What you need to do
Reproduce the following lines verbatim, with no changes, but omit the pictures from your copy.
(begin)
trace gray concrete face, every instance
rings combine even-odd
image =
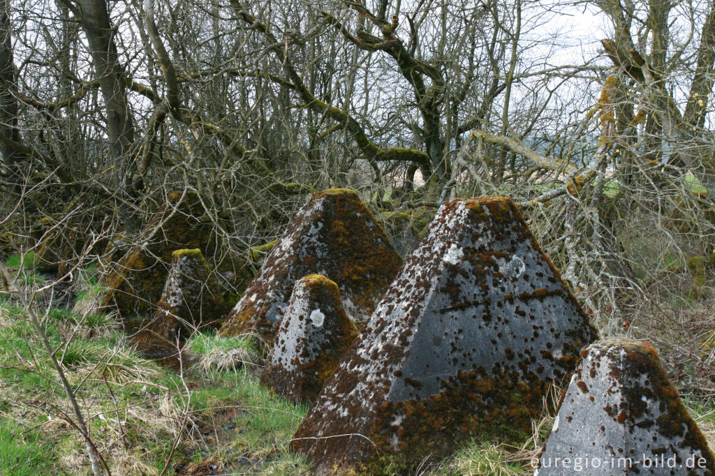
[[[582,355],[535,476],[715,474],[652,347],[606,341]]]
[[[293,287],[261,383],[295,402],[314,400],[357,335],[337,284],[307,276]]]
[[[594,338],[510,200],[445,203],[292,446],[330,473],[378,453],[438,457],[507,421],[531,431],[546,386]]]
[[[272,342],[293,284],[310,274],[337,284],[342,305],[364,322],[402,267],[382,227],[352,190],[309,197],[226,318],[222,332]]]

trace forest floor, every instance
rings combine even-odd
[[[147,353],[114,316],[89,312],[101,292],[94,268],[65,289],[16,257],[7,264],[34,293],[112,474],[310,474],[310,462],[288,447],[307,407],[261,387],[262,358],[249,341],[196,334],[173,357]],[[69,405],[27,317],[12,294],[0,293],[0,475],[91,474]],[[715,404],[691,394],[686,405],[715,447]],[[531,475],[552,420],[543,415],[520,447],[472,442],[417,472]]]

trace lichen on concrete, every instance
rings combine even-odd
[[[157,307],[152,328],[169,342],[220,324],[228,307],[200,249],[177,249],[172,254]]]
[[[649,344],[607,340],[581,352],[534,475],[570,475],[574,462],[587,460],[583,474],[593,475],[715,474],[704,437]]]
[[[445,203],[291,445],[319,473],[377,474],[515,440],[595,338],[511,200]]]
[[[313,401],[357,335],[337,284],[306,276],[293,287],[261,382],[295,402]]]
[[[347,315],[363,322],[401,267],[390,239],[355,192],[314,194],[271,250],[222,332],[252,332],[272,342],[293,284],[314,273],[337,284]]]

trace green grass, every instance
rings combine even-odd
[[[250,339],[197,332],[184,347],[204,372],[236,370],[245,365],[262,363],[260,353]]]
[[[38,432],[23,432],[13,422],[0,422],[0,469],[6,476],[49,474],[44,455],[51,448]]]
[[[260,362],[249,341],[196,336],[189,347],[198,360],[184,369],[184,385],[174,370],[139,354],[111,317],[56,309],[40,314],[83,412],[93,416],[92,438],[113,473],[159,474],[177,437],[169,474],[202,461],[240,473],[308,472],[305,458],[288,450],[307,407],[261,387],[257,364],[214,365],[207,372],[199,363],[201,356],[215,360],[217,351],[237,349]],[[86,474],[83,442],[59,417],[71,409],[26,317],[0,297],[0,475]],[[215,425],[215,437],[191,425],[182,429],[191,422],[204,429]]]

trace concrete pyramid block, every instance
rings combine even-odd
[[[296,402],[315,400],[358,332],[337,284],[306,276],[293,287],[261,383]]]
[[[200,249],[177,249],[172,254],[157,307],[152,327],[170,341],[186,339],[196,328],[220,323],[227,308]]]
[[[581,357],[534,475],[715,475],[652,347],[608,340]]]
[[[127,319],[152,309],[160,297],[177,249],[199,248],[212,254],[211,222],[197,194],[169,194],[163,210],[157,212],[136,244],[117,263],[107,264],[102,307],[114,309]]]
[[[257,332],[272,341],[293,284],[311,274],[335,282],[348,316],[364,322],[402,264],[358,194],[343,189],[315,194],[271,250],[222,332]]]
[[[513,202],[443,204],[291,445],[319,474],[369,474],[531,434],[595,338]]]

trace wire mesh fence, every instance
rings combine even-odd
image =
(end)
Written solution
trace gray concrete face, every instance
rings combine even-odd
image =
[[[582,355],[535,476],[715,474],[652,347],[606,341]]]
[[[293,287],[261,383],[295,402],[314,400],[357,335],[337,284],[307,276]]]
[[[594,338],[510,200],[445,203],[292,446],[330,473],[378,453],[438,457],[507,421],[531,431],[546,386]]]
[[[272,342],[293,284],[310,274],[337,284],[342,305],[364,322],[402,267],[382,227],[352,190],[309,197],[226,318],[222,332]]]

trace forest floor, every instance
rings combine even-odd
[[[147,353],[114,316],[89,312],[101,292],[94,268],[65,289],[16,257],[7,264],[34,293],[112,474],[310,474],[310,462],[288,447],[307,407],[261,387],[262,358],[249,341],[196,334],[173,357]],[[69,405],[27,317],[12,294],[0,293],[0,475],[91,474]],[[715,404],[691,394],[686,405],[715,447]],[[531,475],[552,420],[543,415],[520,447],[472,442],[417,472]]]

trace lichen on concrete, every instance
rings combine even-odd
[[[157,307],[152,328],[169,342],[220,324],[228,307],[200,249],[177,249],[172,254]]]
[[[649,344],[607,340],[581,352],[534,475],[570,475],[574,462],[587,460],[583,474],[593,475],[715,474],[704,437]]]
[[[445,203],[291,445],[319,473],[377,474],[515,440],[595,338],[511,200]]]
[[[313,401],[357,335],[337,284],[306,276],[293,287],[261,382],[295,402]]]
[[[347,315],[363,322],[401,267],[390,239],[355,192],[314,194],[271,250],[222,332],[252,332],[272,342],[293,284],[314,273],[337,284]]]

trace green grass, every instance
rings combine even-odd
[[[250,339],[197,332],[184,347],[204,372],[236,370],[245,365],[262,363],[260,353]]]
[[[38,432],[23,432],[13,422],[0,422],[0,469],[6,476],[49,474],[44,455],[51,448]]]
[[[260,362],[249,341],[196,336],[189,347],[198,360],[184,369],[184,385],[174,370],[139,354],[111,317],[56,309],[40,314],[83,412],[93,416],[92,438],[113,473],[159,474],[177,437],[169,474],[202,461],[240,473],[308,472],[305,458],[288,450],[307,407],[261,387],[257,364],[214,365],[207,372],[199,363],[201,356],[215,360],[217,351],[237,349]],[[86,474],[83,442],[59,417],[71,409],[26,317],[0,297],[0,475]],[[215,425],[215,437],[191,425],[182,429],[191,422],[204,429]]]

trace concrete pyramid block, every instance
rings combine even-odd
[[[296,402],[315,400],[358,332],[337,284],[306,276],[293,287],[261,383]]]
[[[200,249],[177,249],[172,254],[157,307],[152,327],[170,341],[186,339],[196,328],[220,323],[227,308]]]
[[[581,357],[534,475],[715,475],[652,347],[608,340]]]
[[[127,319],[152,309],[160,297],[177,249],[199,248],[212,254],[211,222],[197,194],[169,194],[163,210],[157,212],[136,244],[117,263],[107,264],[102,307],[114,309]]]
[[[257,332],[272,341],[293,284],[311,274],[335,282],[348,316],[364,322],[402,264],[358,194],[343,189],[315,194],[271,250],[222,332]]]
[[[513,202],[443,204],[291,445],[319,474],[369,474],[531,434],[595,338]]]

trace wire mesh fence, every instance
rings combine even-odd
image =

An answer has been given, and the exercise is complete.